Я ему написал, что прибуду утренним поездом, чтобы сэкономить время, и приехал на Вестбанхоф в три часа дня. Я думал, что он будет ждать меня на обычном месте у барьера билетного контроля. Тогда он мог помочь мне донести тяжелый чемодан, в котором было кое-что и для него от моей матери. Неужели я его не заметил? Я снова пошел назад, но его, разумеется, не было у барьера. Я пошел в зал ожидания. Напрасно я озирался вокруг: Адольфа там не было. Наверное, он заболел. В своем последнем письме он писал мне, что его мучает его застарелая болячка, бронхит. Я оставил свой чемодан в камере хранения и, очень обеспокоенный, поспешил на Штумпергассе. Фрау Цакрис была рада видеть меня, но сразу же сказала, что комната занята. «А мой друг Адольф?» – с удивлением спросил я. С морщинистого лица фрау Цакрис на меня уставились широко раскрытые глаза. «А вы разве не знаете, что господин Гитлер съехал с квартиры?»
Нет, я этого не знал.
«Куда он переехал?» – спросил я. «Господин Гитлер мне этого не сказал». – «Но он, вероятно, оставил для меня сообщение, может быть, письмо или записку. Как иначе я с ним свяжусь?» Хозяйка квартиры покачала головой: «Нет, господин Гитлер ничего не оставил». – «Даже привет не передал?» – «Он ничего не сказал».
Я спросил фрау Цакрис, вносилась ли плата за комнату. Да, Адольф своевременно платил свою долю. Фрау Цакрис возвратила причитающиеся мне деньги, так как я уже заплатил за комнату до ноября. Она очень сожалела, что потеряла нас как жильцов, но ничего не поделаешь, и она предоставила мне ночлег на эту ночь. На следующее утро я пошел искать себе другое жилье, нашел небольшую, симпатичную, светлую комнату на Глазауэрхоф и взял напрокат пианино.

Что нужно сделать:
A – Замени «пианино» на «рояль» в извлеченном тексте и приведи целиком кусок, который начинается со слов «Нет, я этого» и заканчивается словами «взял напрокат пианино.».
B – До какого месяца, согласно извлеченному тексту, комната уже была оплачена?

Список данных:
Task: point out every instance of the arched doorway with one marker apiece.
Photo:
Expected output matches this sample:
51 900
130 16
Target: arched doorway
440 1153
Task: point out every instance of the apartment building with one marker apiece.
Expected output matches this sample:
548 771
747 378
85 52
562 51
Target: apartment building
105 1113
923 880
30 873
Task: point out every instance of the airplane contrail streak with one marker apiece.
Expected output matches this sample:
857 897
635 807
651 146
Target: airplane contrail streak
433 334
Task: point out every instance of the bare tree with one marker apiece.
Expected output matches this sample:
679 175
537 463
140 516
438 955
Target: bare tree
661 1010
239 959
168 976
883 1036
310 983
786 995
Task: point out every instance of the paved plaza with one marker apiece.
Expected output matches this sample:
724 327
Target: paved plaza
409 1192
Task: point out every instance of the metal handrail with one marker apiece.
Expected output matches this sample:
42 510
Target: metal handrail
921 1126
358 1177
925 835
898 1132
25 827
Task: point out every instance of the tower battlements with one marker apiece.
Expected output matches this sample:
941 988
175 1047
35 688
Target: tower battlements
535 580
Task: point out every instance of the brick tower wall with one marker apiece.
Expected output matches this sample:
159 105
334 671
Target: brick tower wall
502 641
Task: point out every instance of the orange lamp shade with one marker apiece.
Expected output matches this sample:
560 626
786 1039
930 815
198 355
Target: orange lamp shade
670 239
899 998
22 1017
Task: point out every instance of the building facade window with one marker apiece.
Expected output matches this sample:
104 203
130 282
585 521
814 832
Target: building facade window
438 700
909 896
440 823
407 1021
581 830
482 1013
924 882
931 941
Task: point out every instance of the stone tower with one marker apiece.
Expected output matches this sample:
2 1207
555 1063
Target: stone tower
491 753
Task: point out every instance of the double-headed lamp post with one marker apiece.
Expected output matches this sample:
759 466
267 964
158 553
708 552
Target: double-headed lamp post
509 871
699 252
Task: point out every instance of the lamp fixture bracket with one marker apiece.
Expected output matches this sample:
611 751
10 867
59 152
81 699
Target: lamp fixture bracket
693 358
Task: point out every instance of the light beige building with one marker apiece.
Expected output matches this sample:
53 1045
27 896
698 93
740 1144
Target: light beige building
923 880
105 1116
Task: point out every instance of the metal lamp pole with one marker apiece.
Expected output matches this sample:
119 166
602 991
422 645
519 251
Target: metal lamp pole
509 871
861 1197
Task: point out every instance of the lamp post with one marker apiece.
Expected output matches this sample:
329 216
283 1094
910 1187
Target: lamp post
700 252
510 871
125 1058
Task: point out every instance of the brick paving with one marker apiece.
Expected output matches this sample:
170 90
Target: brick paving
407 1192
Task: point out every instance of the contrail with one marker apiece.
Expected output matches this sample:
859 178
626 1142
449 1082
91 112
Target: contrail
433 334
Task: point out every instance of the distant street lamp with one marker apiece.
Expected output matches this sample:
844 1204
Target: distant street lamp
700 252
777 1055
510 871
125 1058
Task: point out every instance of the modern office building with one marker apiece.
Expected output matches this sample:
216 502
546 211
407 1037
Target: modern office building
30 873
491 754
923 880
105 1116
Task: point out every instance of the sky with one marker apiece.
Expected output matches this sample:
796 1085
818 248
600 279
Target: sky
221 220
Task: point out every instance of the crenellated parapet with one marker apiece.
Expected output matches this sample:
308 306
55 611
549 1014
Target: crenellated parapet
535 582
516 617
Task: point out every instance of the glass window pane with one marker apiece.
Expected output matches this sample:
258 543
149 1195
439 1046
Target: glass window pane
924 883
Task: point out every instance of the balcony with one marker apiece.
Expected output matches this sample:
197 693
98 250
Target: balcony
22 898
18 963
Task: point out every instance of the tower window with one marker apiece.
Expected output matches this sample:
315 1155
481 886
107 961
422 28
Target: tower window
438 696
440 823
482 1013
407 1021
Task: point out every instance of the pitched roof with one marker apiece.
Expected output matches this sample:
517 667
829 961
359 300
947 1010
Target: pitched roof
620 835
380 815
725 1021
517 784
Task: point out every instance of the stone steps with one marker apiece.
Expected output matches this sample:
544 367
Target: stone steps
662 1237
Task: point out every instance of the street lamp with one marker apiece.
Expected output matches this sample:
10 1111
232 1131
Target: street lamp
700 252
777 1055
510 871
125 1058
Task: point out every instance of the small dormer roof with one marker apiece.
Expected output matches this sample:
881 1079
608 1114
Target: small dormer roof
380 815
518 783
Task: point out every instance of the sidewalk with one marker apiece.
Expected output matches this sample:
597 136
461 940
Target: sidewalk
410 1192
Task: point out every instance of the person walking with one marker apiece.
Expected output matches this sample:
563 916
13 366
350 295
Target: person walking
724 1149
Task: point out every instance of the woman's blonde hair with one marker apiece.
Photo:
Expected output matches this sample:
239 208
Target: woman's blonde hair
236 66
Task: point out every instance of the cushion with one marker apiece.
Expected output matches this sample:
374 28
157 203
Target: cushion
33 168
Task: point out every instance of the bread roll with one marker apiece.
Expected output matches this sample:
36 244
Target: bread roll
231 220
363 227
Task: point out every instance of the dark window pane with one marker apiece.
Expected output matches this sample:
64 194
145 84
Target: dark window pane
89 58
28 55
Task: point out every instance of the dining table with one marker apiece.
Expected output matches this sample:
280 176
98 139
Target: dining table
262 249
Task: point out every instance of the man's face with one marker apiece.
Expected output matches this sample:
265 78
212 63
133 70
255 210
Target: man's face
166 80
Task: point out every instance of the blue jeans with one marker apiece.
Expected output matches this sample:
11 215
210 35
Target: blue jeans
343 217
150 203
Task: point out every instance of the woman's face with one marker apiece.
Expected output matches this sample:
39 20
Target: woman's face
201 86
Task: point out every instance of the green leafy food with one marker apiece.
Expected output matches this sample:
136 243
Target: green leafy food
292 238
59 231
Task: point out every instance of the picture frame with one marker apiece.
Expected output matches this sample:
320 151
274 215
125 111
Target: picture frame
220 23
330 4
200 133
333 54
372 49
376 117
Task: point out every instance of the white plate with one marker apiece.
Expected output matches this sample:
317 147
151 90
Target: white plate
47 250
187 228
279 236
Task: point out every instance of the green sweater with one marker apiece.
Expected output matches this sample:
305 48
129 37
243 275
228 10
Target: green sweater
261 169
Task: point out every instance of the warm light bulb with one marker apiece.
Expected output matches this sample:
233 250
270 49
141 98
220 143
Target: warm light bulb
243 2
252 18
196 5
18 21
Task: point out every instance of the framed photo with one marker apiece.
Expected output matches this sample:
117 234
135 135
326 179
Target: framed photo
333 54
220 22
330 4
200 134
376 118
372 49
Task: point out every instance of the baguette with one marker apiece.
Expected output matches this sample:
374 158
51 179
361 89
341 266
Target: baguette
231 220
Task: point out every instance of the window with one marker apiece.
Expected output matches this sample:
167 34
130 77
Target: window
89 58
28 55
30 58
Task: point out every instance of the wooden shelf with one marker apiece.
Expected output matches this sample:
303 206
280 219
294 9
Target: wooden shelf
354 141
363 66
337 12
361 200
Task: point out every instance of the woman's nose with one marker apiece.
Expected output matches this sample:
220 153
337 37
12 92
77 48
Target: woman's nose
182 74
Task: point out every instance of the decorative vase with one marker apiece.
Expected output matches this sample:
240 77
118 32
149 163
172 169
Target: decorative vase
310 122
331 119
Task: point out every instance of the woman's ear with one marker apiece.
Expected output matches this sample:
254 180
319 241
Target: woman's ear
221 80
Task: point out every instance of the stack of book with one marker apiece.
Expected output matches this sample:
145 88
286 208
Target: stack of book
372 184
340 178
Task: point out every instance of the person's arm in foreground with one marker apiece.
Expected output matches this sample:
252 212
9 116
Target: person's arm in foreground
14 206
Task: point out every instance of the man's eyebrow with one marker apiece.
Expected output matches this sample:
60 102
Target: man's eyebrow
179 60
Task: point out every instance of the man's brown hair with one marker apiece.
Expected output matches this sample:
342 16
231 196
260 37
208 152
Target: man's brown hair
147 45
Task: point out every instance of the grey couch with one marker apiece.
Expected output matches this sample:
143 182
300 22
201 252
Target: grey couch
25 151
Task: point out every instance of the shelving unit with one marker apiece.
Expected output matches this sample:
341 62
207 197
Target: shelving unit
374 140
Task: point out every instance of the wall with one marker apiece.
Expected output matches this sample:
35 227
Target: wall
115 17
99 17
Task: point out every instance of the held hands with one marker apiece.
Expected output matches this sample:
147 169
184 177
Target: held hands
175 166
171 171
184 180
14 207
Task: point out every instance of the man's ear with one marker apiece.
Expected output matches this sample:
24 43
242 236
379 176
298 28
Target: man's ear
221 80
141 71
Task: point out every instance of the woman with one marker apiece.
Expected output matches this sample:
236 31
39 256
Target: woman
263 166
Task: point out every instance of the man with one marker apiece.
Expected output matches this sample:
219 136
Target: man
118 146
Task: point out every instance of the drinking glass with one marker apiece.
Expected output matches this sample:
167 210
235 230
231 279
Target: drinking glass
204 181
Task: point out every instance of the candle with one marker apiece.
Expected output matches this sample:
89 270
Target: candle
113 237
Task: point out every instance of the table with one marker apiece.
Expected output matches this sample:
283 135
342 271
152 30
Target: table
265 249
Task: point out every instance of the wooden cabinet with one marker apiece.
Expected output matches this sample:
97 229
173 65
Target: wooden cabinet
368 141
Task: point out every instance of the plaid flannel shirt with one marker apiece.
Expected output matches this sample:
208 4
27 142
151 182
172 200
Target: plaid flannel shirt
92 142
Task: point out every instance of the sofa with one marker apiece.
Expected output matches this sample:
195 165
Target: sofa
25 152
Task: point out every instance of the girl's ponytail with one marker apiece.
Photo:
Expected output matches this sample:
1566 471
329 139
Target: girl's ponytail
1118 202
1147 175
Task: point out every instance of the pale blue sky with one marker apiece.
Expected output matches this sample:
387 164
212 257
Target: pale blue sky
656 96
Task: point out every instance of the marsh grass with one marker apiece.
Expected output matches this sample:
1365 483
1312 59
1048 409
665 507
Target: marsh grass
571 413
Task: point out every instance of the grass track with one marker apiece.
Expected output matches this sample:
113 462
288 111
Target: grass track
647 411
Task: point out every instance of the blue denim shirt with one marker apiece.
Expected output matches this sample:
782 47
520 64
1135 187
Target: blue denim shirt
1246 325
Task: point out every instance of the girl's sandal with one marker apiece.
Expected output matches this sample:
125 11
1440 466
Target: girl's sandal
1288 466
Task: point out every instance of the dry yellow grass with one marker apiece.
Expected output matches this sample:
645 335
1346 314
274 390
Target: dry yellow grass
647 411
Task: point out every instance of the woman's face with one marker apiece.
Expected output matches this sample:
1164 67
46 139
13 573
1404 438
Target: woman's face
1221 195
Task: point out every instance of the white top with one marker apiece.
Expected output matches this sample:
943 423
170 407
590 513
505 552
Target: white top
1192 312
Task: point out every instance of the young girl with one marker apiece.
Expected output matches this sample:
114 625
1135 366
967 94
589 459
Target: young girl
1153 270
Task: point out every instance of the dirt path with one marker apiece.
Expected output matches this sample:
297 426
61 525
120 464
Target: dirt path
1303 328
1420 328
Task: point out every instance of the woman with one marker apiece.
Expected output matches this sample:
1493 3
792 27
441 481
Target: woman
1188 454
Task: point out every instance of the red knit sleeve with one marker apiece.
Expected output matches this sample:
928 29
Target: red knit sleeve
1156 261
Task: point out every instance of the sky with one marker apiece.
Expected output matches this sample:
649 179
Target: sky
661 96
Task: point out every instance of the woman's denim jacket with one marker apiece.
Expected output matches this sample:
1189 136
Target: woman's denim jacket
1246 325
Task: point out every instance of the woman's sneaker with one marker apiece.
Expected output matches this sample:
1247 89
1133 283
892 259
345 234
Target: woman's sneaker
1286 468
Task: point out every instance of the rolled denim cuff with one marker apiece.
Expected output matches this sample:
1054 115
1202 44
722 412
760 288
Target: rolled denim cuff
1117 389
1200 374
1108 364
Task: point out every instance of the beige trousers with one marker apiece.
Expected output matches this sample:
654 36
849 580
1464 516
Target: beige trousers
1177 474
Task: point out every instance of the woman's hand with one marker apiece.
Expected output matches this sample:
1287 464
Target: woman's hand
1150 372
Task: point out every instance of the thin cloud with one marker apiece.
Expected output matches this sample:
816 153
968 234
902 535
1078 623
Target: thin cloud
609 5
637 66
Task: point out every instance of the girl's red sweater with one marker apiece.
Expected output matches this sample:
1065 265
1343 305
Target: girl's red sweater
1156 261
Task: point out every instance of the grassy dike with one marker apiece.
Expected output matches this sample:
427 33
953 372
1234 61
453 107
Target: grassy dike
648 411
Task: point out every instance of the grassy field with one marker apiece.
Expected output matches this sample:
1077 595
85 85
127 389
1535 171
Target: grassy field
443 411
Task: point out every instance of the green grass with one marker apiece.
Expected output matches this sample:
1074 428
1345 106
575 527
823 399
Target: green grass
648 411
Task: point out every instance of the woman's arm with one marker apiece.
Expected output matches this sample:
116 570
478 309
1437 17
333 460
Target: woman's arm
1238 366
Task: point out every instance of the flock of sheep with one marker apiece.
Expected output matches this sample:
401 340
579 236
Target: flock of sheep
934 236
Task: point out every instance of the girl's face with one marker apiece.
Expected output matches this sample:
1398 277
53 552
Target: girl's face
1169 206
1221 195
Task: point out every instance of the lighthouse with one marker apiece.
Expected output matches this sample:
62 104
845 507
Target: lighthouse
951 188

Ответы к заданиям:
A –
Нет, я этого не знал.
«Куда он переехал?» – спросил я. «Господин Гитлер мне этого не сказал». – «Но он, вероятно, оставил для меня сообщение, может быть, письмо или записку. Как иначе я с ним свяжусь?» Хозяйка квартиры покачала головой: «Нет, господин Гитлер ничего не оставил». – «Даже привет не передал?» – «Он ничего не сказал».
Я спросил фрау Цакрис, вносилась ли плата за комнату. Да, Адольф своевременно платил свою долю. Фрау Цакрис возвратила причитающиеся мне деньги, так как я уже заплатил за комнату до ноября. Она очень сожалела, что потеряла нас как жильцов, но ничего не поделаешь, и она предоставила мне ночлег на эту ночь. На следующее утро я пошел искать себе другое жилье, нашел небольшую, симпатичную, светлую комнату на Глазауэрхоф и взял напрокат рояль.

B – До ноября.